**Fragmento del texto:**
::::

Un espacio, decíamos, compartido en lo físico pero que también debe ofrecer cabida al momento interior de cada personaje. Y así lo entienden las interpretaciones. Lejos de buscar un envanecimiento prosopopéyico cada uno de los artistas convocados en escena se muestra a partir del dolor y el conflicto interno. De este modo, Tina Sáinz es una Enone que sirve de apoyo a Fedra, que la escucha y la protege ante todo y todos con firmeza y cariño. Juan Fernández nos sorprende con un Teseo que persiste en mantener su rango y las obligaciones que se le atribuyen sin negarnos ni sus reacciones ni su pesar, especialmente en su relación con su hijo primogénito. Eneko Sagardoy convence y persuade con su Acamante y su consternación al descubrir a la mujer que ocupa el lugar que le atribuía a la figura materna. A su vez, Críspulo Cabezas se transforma un un Hipólito vigoroso en lo físico y atrapado entre sus obligaciones como príncipe y su verdadera vocación de vivir libre en un espacio natural, aportando siempre matices tan frondosos como los bosques por los que transita su personaje. Todos ellos mantienen una elocución no solo creíble sino portadora del particular lirismo y perceptibilidad del autor.

Y llegamos a Fedra. Hablar de este personaje y en este teatro es algo que puede llegar a sobrepasarnos. Desde 1924, con la visita de la compañía francesa de Madeleine Roch y Jean Yonnel, hasta el montaje que nos ocupa, han sido varias las intrépidas que se han enfrentado a este personaje. Actrices que lo han sido en estas tablas y otra, ligada para siempre a las pilastras de esta casa, que triunfó y nos sobrecogió fuera, hasta hacer germinar en nuestro interior (y en forma de la rosa que le servía también de nombre), la esencia de esta fémina y de su osadía y determinación. Aquí y hoy, encontramos a Lolita Flores. Y, como con su Colometa, no solo le aplaudimos el esfuerzo (y, por supuesto, el resultado) sino que le agradecemos su valentía y coraje. Con esta Fedra, re-aprendemos que si de algo somos reinas es de nuestro amor. Verla, escucharla y sentirla es equivalente a no avergonzarse nunca jamás por querer a nadie. También de atrevernos a hacerlo y a asumir todas sus consecuencias. Desde su primera aparición en escena nos enamora con el tono suave y la cadencia con la que dice el texto. Con ella, aprehendemos que el amor no se instruye y no se controla. Que cuando se quiere no hay etiquetas que valgan y clasifiquen nuestro afecto y nuestra pasión. La actriz, hace que sintamos cada gesto y cada caricia imaginada sobre su piel en la nuestra propia. Mantiene el ardor, el ímpetu y la vehemencia siempre a través de la poética de Bezerra, hasta ese grito final, que es estallido e inmolación. Con Lolita aprendemos, recordamos, nos atrevemos y nos estremecemos. Sin arrepentimiento, deseamos convertimos en su Hipólito para poder ser el objeto de tan desaforado, arrebatado y delirante frenesí.

Finalmente, nos gustaría sumarnos al recuerdo hacia Manuel Veiga. Por motivos diversos, el que esto escribe se ve incapaz de disociar esta propuesta de la mirada con la que el querido artista ilustró y me describió tanto a la protagonista como a toda la función. A veces (las mejores), el teatro no solo se ve con la propia mirada, sino que su calado se complementa y amplía cuando se tiene la oportunidad de observarlo a través de la hermosa y privilegiada visión de algunos compañeros de viaje. Así pues, y una vez más, ¡gracias, Manuel!

::::

**Filas:**
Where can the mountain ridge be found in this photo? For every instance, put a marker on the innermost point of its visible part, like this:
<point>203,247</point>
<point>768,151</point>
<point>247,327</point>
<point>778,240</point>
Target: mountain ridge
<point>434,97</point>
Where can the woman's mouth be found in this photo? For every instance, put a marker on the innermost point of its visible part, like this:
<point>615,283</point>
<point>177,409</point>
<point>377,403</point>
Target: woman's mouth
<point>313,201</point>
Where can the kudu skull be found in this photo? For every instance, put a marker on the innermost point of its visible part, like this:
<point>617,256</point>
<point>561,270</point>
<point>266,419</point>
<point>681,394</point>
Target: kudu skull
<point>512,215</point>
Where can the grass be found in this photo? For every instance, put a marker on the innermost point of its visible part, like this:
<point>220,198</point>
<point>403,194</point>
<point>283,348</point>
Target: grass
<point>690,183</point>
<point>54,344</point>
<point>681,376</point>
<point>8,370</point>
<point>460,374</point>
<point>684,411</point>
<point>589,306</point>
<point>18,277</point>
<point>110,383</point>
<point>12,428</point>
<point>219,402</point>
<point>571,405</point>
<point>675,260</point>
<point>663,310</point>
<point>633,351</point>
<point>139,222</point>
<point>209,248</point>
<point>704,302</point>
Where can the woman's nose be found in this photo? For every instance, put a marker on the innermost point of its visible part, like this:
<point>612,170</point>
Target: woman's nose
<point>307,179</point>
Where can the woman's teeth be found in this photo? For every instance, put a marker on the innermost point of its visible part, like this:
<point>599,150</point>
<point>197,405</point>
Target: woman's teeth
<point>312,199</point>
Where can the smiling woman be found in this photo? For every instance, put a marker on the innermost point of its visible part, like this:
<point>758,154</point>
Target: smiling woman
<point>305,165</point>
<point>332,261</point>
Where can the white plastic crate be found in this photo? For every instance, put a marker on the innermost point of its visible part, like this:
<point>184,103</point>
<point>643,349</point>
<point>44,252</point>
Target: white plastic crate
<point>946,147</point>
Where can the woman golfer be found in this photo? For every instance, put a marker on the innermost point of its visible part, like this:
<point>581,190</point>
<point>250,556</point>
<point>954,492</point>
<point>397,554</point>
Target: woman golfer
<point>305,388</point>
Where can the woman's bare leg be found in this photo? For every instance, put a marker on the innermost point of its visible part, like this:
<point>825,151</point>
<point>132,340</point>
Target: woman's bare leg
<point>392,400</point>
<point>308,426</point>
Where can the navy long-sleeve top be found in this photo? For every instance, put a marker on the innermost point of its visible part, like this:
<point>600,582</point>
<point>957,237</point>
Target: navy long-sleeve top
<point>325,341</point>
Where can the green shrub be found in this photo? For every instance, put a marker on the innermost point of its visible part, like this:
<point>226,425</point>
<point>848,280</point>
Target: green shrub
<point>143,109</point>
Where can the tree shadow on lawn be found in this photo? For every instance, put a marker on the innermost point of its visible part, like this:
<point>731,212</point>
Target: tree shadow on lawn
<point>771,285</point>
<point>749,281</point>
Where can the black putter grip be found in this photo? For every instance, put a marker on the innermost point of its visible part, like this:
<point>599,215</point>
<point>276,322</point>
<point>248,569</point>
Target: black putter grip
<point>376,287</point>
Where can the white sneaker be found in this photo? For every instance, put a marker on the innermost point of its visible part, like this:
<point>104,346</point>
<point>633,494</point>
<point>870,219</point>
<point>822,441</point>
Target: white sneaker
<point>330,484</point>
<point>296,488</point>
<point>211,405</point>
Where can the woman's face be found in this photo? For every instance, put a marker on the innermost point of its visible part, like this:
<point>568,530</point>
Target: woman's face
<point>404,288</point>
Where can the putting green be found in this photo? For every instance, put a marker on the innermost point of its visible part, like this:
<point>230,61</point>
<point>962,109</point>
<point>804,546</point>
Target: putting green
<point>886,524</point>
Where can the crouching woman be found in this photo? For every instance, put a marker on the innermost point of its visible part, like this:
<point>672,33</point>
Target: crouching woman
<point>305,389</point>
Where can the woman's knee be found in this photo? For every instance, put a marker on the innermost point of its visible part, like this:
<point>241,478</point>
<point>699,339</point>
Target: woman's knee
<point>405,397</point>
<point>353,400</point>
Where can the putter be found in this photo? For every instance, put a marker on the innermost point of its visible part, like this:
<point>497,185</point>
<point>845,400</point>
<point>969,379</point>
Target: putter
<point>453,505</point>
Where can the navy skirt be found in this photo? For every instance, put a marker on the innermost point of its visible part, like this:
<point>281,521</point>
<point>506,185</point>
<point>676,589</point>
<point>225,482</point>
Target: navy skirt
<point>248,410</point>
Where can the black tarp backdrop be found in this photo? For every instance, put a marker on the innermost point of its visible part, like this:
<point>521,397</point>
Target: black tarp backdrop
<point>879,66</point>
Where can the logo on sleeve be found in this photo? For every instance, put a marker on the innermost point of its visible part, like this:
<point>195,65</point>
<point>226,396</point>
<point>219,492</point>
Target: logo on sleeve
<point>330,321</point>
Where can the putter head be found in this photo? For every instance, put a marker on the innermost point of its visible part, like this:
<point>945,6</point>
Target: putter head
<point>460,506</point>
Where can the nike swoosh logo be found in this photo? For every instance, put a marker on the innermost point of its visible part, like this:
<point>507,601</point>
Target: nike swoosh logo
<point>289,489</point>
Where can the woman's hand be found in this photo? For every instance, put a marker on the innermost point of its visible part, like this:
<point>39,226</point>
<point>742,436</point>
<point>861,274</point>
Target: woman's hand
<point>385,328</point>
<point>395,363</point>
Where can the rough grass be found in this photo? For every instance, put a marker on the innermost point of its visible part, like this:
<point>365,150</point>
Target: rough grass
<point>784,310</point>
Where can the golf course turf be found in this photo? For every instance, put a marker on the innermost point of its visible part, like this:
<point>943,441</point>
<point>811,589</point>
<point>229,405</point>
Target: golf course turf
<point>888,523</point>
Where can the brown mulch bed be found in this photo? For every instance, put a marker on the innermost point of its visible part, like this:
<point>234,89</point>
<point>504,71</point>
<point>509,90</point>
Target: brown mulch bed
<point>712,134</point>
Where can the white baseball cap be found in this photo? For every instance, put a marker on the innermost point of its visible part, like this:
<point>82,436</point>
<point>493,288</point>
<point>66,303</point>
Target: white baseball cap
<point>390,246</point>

::::

**Tareas del ejercicio:**
**A)** Según la reseña, ¿en qué año llegó al teatro la compañía francesa de Madeleine Roch y Jean Yonnel?
**B)** Repite sin cambios todo el tramo de la reseña que va desde "Finalmente, nos gustaría" hasta "más, ¡gracias, Manuel!".

**Soluciones en orden:**
**A)** En 1924.

**B)**
Finalmente, nos gustaría sumarnos al recuerdo hacia Manuel Veiga. Por motivos diversos, el que esto escribe se ve incapaz de disociar esta propuesta de la mirada con la que el querido artista ilustró y me describió tanto a la protagonista como a toda la función. A veces (las mejores), el teatro no solo se ve con la propia mirada, sino que su calado se complementa y amplía cuando se tiene la oportunidad de observarlo a través de la hermosa y privilegiada visión de algunos compañeros de viaje. Así pues, y una vez más, ¡gracias, Manuel!